Passage for review:
ENCINITAS — Local protests staged outside of North County post offices underscore a growing fear among residents over the U.S. Postal Service’s ability to deliver essential packages, including medicine, supplies and mail-in ballots.
Recent measures imposed by Postmaster General Louis DeJoy — removal of postal boxes and sorting machines, cuts to overtime pay and reduction of post office hours of operation — have stirred anger and controversy nationwide, prompting citizens and lawmakers to take action.
In previous weeks, U.S. Rep. Mike Levin (D-San Juan Capistrano), as well as the political rights group Indivisible 49, have held demonstrations outside of post offices in Oceanside, Encinitas and Solana Beach, calling for greater accountability and oversight during the upcoming election season.
Other North County rallies have been held in Carlsbad, Vista, and Escondido, according to City News Service. Across San Diego County, rallies have also taken place in Pacific Beach, Ocean Beach, Hillcrest, Normal Heights, Carmel Mountain, Lakeside, University City, College Grove, Otay Mesa, San Ysidro and El Cajon, CNS reports.
Tim and Misty O’Healy, two of the founders of Indivisible 49, organized the picket lines, leading students, veterans and elderly residents in a protest against USPS budgetary cuts.
Tim O’Healy, a Marine Corps veteran, described the recent changes as “not only skewing Americans’ ability to vote but an effort to stop voters with voter fraud. It not only affects our economy but everybody’s way of life and veterans’ health.”
“I joined for a reason and it was to protect our rights,” O’Healy said, “Coming out here to protest is a small sacrifice to save our democracy. If people can’t see what’s happening, they either don’t want to or don’t care.”
Levin, a member of the House Veterans Affairs Committee, also spoke to the extent that recent changes negatively impacted veterans, hosting a demonstration at the Oceanside post office on Aug. 18.
Levin spoke to The Coast News, highlighting the stories of veterans who reached out to him for answers.
“In some cases, they haven’t received their medications in weeks,” Levin said. “For some veterans, this is life and death. 330,000 veterans receive medication each business day through the USPS. That’s nearly 20 million prescriptions a year, over 80% of which are sent through the USPS.”
Levin returned from Washington, D.C., on Monday after voting in support of a bill blocking any further changes and allocating $25 billion to save the federal agency. He is also seeking information from the San Diego Postal District.
According to Levin, 671 mail sorting machines were removed across the country, 76 in California postal facilities. Within the 49th Congressional District, Levin said he wants to know how many of the sorting machines were taken, why they were removed and where those machines are now.
“I want a full briefing,” Levin said. “I want to review some of the anecdotal evidence I’ve received from constituents and understand the truth behind some of the changes we’ve seen.”

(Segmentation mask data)
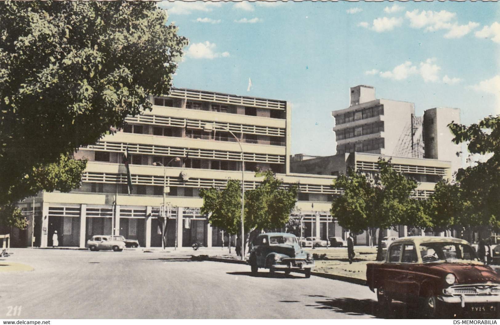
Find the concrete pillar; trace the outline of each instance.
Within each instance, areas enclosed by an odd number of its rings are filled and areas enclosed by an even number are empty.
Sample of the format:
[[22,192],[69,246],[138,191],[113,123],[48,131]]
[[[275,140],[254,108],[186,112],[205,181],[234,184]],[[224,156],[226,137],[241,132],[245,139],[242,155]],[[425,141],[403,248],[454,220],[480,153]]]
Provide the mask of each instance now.
[[87,205],[80,206],[80,248],[85,248],[85,234],[86,230]]
[[47,246],[47,240],[48,234],[48,204],[42,202],[42,237],[40,247]]
[[321,224],[320,221],[320,212],[316,212],[316,237],[321,236]]
[[151,247],[151,212],[152,206],[146,207],[146,248]]
[[182,216],[184,213],[184,208],[179,206],[177,208],[177,247],[182,246]]
[[114,232],[116,235],[120,234],[120,206],[116,205],[114,210]]
[[206,220],[206,246],[212,246],[212,225]]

Try it: Reproduce the part of the news article on the North County post office protests starting with "Levin returned from" and going on through "machines are now.".

Solution for this task:
Levin returned from Washington, D.C., on Monday after voting in support of a bill blocking any further changes and allocating $25 billion to save the federal agency. He is also seeking information from the San Diego Postal District.
According to Levin, 671 mail sorting machines were removed across the country, 76 in California postal facilities. Within the 49th Congressional District, Levin said he wants to know how many of the sorting machines were taken, why they were removed and where those machines are now.